In the article about immune RNA and heart disease below, what did the cells lining blood vessels express more of after the RNA-filled vesicles were added to them?

**Supplied text:**

*** Block opens ***

Immune RNA drives heart disease
Small fragments of RNA that break away from immune cells might set people on the path to cardiovascular disease.
Mast cells — immune cells produced in the bone marrow — are known to encourage the blood-vessel irritation and swelling that signal the onset of cardiovascular disease, but precisely how these cells initiate this inflammation has not been well understood. Now, a study led by researchers at Justus Liebig University in Giessen, Germany, has shown that fragments of RNA released by mast cells cause cellular changes that trigger inflammation.
Silvia Fischer and her colleagues grew mast cells from mouse bone marrow in vitro. They then treated the mast cells with chemicals that caused the cells to release RNA-containing particles called exosomes — a release that happens naturally inside the body. When the team added the RNA-filled vesicles to a culture of cells that line blood vessels, the cells expressed more inflammatory proteins called cytokines. The higher the concentration of RNA-containing vesicles that were introduced, the more cytokines the cells expressed.

*** Block closes ***

**Data for analysis:**
*** Block opens ***

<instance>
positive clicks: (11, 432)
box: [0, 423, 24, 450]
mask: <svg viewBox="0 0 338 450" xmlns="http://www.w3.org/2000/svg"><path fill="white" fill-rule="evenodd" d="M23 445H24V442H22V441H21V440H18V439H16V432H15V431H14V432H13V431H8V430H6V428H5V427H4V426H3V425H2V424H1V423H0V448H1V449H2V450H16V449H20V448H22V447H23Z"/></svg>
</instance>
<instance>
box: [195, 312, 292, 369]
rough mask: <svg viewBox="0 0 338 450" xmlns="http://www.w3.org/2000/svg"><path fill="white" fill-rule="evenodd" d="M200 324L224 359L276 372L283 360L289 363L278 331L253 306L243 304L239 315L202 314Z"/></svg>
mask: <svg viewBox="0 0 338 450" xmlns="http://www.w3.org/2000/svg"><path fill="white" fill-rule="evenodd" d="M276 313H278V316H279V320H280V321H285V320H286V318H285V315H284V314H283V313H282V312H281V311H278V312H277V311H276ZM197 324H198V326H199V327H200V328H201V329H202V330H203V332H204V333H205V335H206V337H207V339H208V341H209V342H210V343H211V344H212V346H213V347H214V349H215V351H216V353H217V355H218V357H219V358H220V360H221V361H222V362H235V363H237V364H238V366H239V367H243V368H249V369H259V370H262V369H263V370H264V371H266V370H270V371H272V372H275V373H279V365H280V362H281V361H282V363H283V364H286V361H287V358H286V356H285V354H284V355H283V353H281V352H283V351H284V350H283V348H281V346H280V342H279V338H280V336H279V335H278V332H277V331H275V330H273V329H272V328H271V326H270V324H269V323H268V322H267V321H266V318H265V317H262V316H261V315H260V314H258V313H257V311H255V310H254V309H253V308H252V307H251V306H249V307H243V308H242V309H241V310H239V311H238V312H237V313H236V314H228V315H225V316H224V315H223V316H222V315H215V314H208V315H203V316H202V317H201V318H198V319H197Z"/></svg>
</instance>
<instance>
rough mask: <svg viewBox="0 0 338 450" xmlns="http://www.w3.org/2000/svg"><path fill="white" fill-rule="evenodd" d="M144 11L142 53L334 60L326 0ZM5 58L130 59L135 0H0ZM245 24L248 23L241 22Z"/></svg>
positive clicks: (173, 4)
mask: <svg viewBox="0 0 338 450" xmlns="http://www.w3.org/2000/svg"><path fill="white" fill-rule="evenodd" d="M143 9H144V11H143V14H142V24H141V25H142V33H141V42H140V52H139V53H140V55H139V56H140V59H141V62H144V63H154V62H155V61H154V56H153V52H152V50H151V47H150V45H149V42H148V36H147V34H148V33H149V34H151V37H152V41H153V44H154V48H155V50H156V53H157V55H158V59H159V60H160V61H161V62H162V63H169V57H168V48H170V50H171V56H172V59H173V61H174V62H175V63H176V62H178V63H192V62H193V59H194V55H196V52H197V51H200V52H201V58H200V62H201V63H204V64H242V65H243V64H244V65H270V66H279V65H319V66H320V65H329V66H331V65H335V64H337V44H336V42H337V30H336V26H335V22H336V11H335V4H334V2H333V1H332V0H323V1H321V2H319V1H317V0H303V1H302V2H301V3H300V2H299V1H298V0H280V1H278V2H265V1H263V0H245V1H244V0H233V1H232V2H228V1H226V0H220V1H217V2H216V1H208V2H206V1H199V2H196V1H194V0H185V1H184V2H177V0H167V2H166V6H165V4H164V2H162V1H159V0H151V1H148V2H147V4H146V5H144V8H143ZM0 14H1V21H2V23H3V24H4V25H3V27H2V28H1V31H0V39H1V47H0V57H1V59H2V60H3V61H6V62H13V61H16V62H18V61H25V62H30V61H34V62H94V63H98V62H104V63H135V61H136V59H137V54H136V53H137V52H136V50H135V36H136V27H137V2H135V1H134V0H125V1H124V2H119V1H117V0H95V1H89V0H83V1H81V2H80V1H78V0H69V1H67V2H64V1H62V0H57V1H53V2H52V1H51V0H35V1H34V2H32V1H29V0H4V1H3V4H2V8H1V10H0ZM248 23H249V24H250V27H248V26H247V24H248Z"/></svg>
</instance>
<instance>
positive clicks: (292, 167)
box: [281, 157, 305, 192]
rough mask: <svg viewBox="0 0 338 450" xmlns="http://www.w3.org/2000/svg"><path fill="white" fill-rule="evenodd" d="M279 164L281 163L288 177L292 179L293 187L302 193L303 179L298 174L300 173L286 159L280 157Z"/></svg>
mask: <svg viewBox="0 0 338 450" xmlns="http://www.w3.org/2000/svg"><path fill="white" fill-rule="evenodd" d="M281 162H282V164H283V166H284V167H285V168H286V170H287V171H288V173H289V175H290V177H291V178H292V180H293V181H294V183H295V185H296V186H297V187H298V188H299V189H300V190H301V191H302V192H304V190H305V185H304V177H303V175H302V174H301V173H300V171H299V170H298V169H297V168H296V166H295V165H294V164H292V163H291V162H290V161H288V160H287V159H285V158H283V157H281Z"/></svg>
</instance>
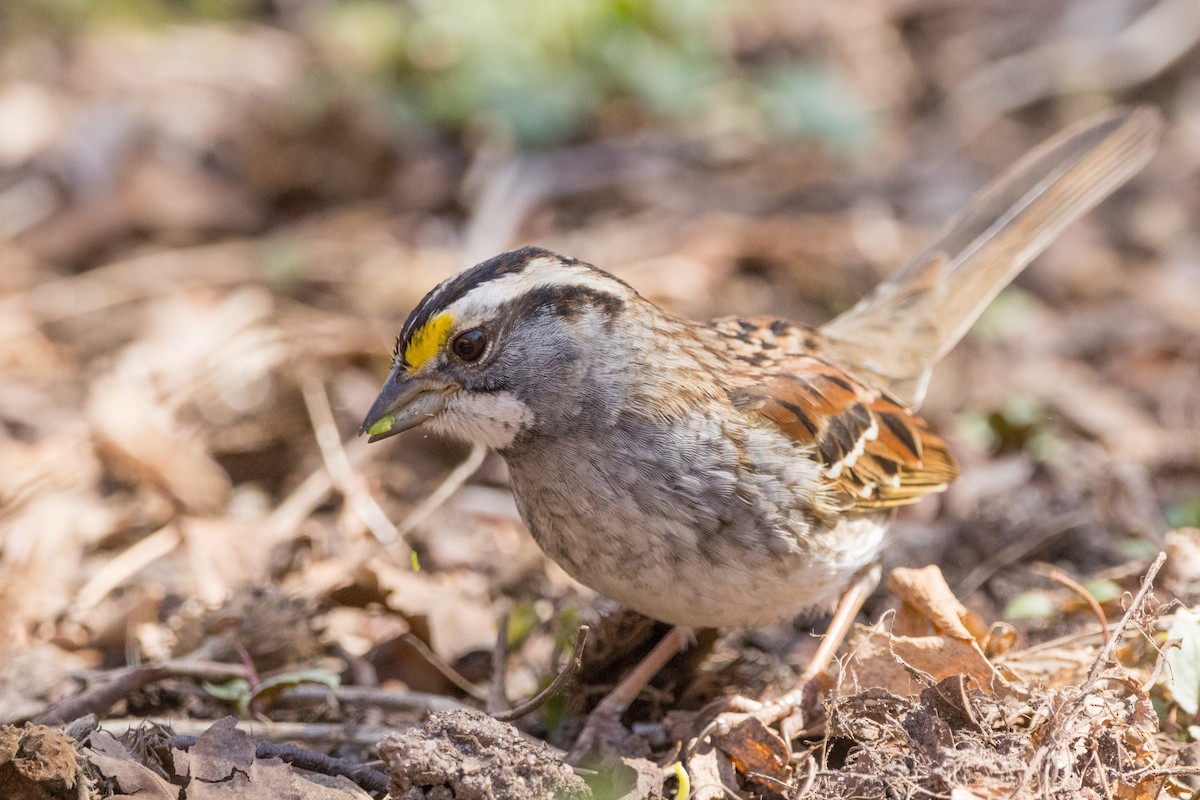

*** Block closes ***

**Exercise result:** They expressed more cytokines, which are inflammatory proteins.